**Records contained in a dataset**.
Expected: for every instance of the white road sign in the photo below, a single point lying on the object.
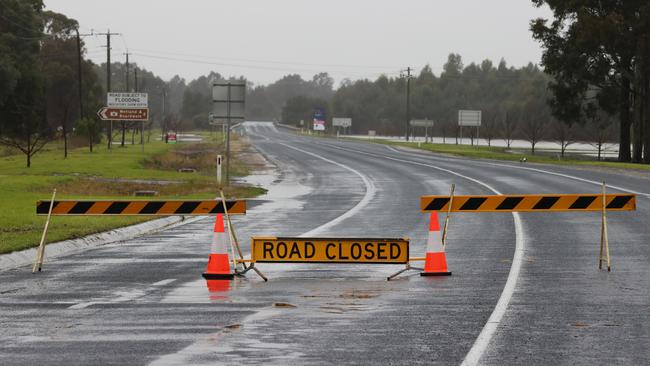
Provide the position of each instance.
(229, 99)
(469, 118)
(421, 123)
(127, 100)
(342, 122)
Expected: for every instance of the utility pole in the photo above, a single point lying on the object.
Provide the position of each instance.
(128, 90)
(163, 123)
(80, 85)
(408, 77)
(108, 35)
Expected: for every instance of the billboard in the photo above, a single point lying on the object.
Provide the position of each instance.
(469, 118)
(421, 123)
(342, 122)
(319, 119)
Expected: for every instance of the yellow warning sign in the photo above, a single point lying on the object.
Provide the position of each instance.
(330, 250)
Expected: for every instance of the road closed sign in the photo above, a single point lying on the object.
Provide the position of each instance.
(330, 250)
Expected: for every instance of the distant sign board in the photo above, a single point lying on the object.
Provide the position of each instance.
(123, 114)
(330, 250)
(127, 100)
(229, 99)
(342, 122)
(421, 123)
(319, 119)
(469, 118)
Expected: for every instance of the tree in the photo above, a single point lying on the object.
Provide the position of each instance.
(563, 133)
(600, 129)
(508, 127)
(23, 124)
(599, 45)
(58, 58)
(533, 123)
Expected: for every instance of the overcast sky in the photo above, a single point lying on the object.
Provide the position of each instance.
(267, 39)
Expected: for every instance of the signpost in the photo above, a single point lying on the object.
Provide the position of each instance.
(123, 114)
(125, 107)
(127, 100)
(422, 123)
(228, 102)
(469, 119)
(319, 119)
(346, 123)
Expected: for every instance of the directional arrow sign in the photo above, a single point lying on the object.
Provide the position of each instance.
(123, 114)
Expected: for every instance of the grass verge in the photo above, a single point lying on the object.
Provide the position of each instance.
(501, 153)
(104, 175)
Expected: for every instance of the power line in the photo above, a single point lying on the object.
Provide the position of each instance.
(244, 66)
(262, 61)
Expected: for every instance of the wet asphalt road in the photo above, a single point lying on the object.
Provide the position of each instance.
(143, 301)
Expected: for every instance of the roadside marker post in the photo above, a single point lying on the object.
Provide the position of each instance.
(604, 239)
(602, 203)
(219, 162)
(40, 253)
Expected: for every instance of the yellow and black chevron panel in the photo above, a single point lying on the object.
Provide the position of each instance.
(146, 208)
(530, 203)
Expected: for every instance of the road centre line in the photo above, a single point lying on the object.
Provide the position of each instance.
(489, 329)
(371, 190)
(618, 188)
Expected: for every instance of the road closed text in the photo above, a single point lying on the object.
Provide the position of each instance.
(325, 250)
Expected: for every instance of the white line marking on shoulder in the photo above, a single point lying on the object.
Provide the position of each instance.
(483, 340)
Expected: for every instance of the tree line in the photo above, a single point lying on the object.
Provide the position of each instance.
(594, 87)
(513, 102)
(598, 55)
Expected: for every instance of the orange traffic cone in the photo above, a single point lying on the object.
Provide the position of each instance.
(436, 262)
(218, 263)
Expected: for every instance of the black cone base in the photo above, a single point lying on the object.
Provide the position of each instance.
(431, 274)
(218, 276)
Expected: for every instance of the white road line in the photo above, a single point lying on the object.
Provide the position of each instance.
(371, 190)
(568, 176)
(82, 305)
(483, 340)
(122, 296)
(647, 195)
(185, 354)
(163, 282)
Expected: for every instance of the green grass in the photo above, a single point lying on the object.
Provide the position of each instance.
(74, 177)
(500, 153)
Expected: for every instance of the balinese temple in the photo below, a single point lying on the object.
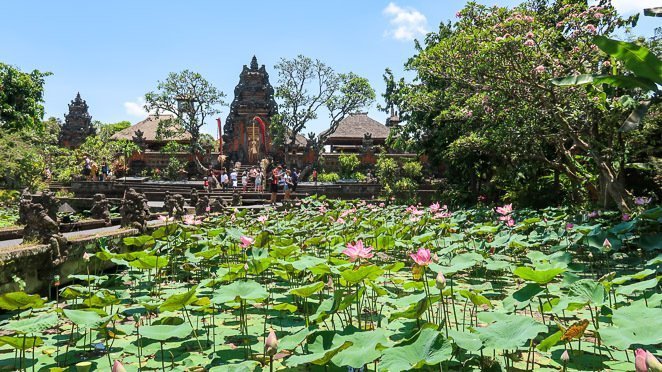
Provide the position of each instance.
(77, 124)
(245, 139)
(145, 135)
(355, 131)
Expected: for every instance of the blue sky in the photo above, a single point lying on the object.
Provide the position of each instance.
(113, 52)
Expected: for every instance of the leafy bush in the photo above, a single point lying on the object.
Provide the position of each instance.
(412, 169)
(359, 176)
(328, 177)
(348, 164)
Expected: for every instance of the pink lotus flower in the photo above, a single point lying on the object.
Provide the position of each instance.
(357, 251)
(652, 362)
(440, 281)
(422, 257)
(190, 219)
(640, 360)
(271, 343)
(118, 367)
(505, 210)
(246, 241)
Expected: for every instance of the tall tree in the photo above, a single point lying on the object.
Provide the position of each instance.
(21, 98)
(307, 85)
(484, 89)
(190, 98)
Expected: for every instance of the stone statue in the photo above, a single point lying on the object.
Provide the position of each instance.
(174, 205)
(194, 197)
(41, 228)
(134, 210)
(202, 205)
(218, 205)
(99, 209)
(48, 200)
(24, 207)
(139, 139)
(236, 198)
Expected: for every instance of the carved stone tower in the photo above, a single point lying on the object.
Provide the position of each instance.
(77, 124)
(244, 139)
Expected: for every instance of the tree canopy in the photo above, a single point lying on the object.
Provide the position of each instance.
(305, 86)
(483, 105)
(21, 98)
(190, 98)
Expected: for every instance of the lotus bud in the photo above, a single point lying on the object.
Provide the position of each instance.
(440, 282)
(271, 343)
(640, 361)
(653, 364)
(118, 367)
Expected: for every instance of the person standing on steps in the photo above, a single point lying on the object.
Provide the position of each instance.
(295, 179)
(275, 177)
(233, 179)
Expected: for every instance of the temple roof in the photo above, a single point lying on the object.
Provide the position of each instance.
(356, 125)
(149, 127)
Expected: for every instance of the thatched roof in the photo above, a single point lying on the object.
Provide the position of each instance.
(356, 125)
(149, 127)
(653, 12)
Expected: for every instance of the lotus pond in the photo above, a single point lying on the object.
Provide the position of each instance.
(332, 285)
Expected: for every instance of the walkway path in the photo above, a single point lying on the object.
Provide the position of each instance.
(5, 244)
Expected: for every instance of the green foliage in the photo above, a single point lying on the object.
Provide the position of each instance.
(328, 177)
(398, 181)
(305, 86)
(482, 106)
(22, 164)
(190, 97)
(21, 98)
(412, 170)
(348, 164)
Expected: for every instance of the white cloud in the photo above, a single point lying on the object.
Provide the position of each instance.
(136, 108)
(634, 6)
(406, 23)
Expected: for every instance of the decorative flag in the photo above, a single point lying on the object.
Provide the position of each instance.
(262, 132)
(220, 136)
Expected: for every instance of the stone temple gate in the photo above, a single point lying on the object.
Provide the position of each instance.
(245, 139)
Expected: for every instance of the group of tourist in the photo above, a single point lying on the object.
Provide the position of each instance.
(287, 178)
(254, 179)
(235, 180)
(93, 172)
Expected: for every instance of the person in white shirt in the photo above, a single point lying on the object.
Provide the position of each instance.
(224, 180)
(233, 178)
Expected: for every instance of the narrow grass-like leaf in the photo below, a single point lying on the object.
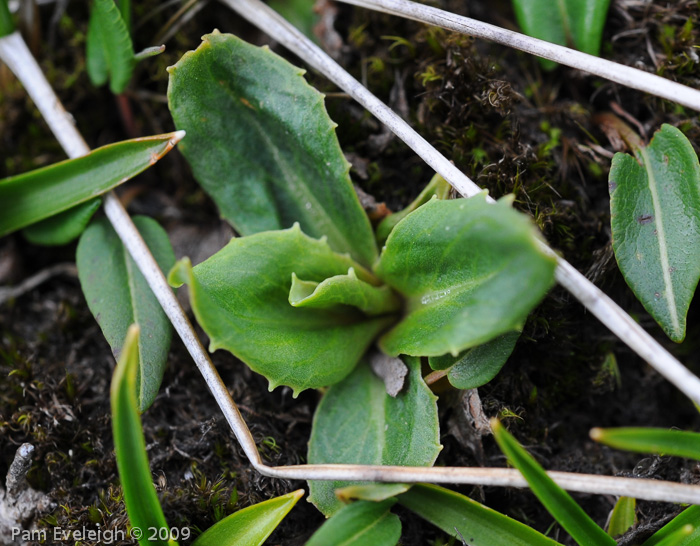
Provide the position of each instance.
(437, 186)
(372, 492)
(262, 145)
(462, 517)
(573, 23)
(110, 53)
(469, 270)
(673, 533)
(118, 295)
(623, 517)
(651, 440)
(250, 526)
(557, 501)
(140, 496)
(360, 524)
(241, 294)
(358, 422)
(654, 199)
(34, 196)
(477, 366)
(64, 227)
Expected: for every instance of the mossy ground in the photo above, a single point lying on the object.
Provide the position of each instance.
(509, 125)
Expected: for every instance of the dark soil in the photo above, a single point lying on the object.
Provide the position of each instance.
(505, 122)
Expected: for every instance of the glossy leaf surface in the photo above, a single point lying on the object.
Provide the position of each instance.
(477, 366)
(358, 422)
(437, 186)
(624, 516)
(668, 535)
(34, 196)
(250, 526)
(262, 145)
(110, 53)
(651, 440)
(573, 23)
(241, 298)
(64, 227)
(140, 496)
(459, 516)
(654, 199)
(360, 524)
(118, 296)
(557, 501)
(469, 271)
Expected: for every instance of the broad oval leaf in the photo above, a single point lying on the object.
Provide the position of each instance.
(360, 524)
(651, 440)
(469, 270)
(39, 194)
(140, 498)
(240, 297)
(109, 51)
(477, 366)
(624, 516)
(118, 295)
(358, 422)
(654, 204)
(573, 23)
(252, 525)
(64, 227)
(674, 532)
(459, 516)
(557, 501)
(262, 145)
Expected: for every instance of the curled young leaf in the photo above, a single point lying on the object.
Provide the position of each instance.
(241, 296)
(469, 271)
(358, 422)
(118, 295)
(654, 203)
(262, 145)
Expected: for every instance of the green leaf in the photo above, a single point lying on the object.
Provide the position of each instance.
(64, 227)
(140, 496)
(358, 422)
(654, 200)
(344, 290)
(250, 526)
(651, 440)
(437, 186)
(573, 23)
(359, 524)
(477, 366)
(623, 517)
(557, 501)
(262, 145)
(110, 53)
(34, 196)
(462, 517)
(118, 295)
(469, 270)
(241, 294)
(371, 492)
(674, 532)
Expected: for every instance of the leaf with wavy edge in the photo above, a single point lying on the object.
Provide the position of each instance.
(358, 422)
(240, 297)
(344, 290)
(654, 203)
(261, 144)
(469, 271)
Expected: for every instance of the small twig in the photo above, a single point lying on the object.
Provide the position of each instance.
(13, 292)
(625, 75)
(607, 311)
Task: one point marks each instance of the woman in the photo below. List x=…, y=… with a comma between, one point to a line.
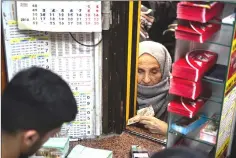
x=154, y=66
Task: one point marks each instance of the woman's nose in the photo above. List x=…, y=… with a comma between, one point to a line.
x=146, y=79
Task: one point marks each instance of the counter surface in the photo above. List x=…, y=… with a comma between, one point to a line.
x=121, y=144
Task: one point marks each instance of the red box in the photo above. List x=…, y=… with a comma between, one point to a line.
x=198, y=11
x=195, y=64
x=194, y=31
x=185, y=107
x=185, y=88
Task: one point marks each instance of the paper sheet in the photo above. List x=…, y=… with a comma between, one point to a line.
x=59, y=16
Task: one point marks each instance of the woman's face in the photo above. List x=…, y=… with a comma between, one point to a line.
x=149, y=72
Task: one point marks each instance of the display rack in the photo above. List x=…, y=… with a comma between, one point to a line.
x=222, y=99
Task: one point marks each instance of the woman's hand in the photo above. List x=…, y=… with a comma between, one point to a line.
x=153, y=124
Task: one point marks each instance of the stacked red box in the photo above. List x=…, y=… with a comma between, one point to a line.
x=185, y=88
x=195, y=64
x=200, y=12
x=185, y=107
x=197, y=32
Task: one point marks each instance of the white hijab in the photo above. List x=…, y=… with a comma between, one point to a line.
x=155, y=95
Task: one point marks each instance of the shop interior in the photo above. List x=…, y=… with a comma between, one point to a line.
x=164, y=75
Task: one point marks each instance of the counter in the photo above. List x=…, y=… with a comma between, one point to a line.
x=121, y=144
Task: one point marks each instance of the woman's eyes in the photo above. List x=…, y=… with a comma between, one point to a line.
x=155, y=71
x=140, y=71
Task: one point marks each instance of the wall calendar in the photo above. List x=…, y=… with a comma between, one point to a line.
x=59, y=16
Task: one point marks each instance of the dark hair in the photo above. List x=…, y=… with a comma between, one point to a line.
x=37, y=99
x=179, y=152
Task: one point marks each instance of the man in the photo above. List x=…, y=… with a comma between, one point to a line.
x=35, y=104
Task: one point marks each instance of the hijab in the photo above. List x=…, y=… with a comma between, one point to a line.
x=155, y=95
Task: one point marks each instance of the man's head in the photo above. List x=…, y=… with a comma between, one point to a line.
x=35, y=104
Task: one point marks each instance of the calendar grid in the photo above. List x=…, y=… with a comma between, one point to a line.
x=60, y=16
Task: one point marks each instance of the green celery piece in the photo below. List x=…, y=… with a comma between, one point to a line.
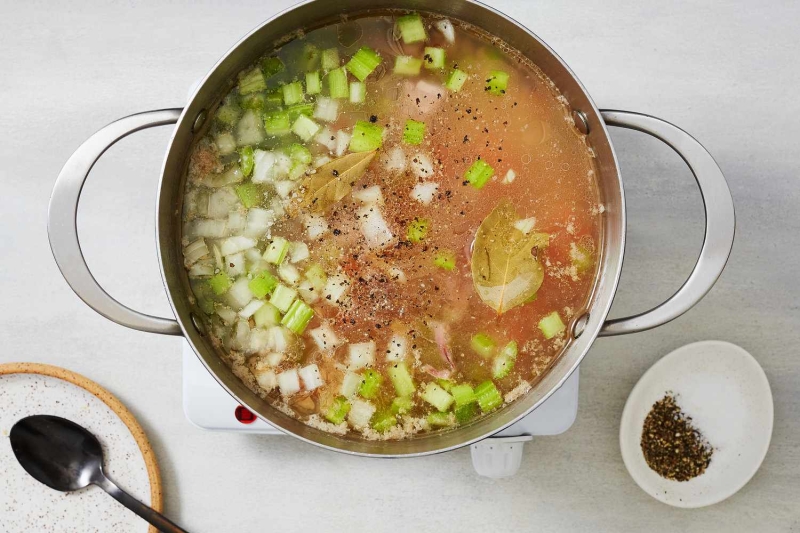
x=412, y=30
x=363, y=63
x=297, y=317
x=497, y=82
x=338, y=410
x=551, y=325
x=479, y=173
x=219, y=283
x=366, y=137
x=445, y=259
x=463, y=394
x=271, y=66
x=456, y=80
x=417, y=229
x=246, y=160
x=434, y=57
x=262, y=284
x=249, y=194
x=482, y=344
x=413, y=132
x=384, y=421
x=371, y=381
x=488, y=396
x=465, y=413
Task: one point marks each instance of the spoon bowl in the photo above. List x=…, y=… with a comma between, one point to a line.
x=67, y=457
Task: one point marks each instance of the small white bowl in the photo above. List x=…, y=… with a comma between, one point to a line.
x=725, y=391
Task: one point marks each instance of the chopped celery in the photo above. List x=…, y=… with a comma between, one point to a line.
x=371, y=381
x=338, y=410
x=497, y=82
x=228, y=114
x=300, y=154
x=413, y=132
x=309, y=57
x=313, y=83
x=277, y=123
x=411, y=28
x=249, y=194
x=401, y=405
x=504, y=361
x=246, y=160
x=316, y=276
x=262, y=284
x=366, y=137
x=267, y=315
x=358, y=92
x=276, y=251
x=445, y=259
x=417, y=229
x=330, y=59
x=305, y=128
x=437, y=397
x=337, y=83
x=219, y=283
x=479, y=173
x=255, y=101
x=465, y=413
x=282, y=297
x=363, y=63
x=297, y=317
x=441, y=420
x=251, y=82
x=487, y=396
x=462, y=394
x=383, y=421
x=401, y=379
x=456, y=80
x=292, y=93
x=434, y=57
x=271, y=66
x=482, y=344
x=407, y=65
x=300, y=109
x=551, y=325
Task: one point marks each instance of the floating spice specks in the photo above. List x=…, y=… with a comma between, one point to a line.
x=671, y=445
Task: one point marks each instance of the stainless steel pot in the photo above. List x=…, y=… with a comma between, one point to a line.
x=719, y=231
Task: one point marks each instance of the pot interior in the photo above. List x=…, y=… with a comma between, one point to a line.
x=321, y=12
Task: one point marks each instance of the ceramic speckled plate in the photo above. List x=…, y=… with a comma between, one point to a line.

**Your task**.
Of the lines above, copy each one that contains the word "lotus".

**Response to this exercise**.
Expected: for every instance of the pink lotus flower in the photo above, a single point lying on the object.
Expected: for every instance of the lotus bud in the photo above, a single point lying on the object.
Expected: for every instance of the lotus pond in the photo above, a single point lying on the object.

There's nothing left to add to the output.